_The task:_
Please transcribe the data that follows, keeping every line exact.

(Recorded data begins)

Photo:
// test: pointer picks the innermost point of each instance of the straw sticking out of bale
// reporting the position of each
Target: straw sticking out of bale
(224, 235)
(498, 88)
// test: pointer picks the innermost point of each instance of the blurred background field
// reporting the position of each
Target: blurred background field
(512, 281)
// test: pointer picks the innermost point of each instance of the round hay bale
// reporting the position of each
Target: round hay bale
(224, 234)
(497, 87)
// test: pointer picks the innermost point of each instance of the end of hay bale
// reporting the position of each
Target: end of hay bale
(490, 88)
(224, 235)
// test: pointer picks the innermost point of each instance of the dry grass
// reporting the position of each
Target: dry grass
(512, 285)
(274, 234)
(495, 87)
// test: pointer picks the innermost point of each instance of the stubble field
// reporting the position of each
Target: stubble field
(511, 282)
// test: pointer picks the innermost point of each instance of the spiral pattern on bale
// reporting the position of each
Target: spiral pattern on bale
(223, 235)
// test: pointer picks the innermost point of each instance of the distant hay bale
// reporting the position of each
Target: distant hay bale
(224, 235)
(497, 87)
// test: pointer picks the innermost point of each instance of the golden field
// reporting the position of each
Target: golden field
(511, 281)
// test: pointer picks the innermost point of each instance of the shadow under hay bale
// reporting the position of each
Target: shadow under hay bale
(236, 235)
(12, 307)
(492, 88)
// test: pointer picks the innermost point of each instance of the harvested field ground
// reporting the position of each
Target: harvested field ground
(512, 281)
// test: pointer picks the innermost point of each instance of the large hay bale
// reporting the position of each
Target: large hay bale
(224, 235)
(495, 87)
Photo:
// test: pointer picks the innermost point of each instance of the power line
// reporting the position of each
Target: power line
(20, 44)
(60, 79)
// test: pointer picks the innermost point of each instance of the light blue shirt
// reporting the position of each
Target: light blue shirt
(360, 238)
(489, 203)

(Recorded data ends)

_Finished exercise:_
Photo:
// test: pointer picks the innermost point of each instance of the straw sticking out of bale
// reporting the position of each
Target: straw sticking out of bale
(224, 235)
(498, 88)
// test: pointer picks the innermost point of each instance of the blurred background field
// reporting the position of each
Target: blurred background field
(512, 281)
// test: pointer picks the innermost point of each instance of the round hay bale
// reporting the position of each
Target: round hay bale
(224, 234)
(497, 87)
// test: pointer picks the innermost point of each instance of the end of hay bale
// reporting the position of each
Target: end of hay bale
(490, 88)
(224, 235)
// test: pointer picks the innermost point of each instance of the dry grass
// reporting the position of each
Target: dry grass
(512, 285)
(274, 234)
(495, 87)
// test: pointer picks the innermost point of each instance of the stubble field
// reporting the position of each
Target: stubble field
(511, 282)
// test: pointer picks the innermost point of each instance of the spiral pattern on bale
// reporting the position of each
Target: spiral pattern on bale
(223, 235)
// test: pointer picks the innermost point of each instance of the distant hay bale
// reporting the position of each
Target: distant hay bale
(224, 235)
(497, 87)
// test: pointer picks the innermost point of each instance of the golden field
// reporting the position of each
Target: golden field
(511, 281)
// test: pointer picks the innermost point of each instance of the shadow under hay bale
// reporting the position of each
Target: shadow under hay bale
(236, 235)
(12, 307)
(492, 88)
// test: pointer picks the innermost point of each instance of the harvested field ground
// reporting the position of each
Target: harvested field ground
(512, 281)
// test: pointer picks the innermost point of each instance of the large hay bale
// reporting the position of each
Target: large hay bale
(224, 235)
(495, 87)
Photo:
// test: pointer picks the innermost point of each instance of the power line
// reporting the position of each
Target: power line
(20, 44)
(60, 79)
// test: pointer picks the innermost point of each instance of the light blue shirt
// reporting the position of each
Target: light blue shirt
(360, 238)
(489, 203)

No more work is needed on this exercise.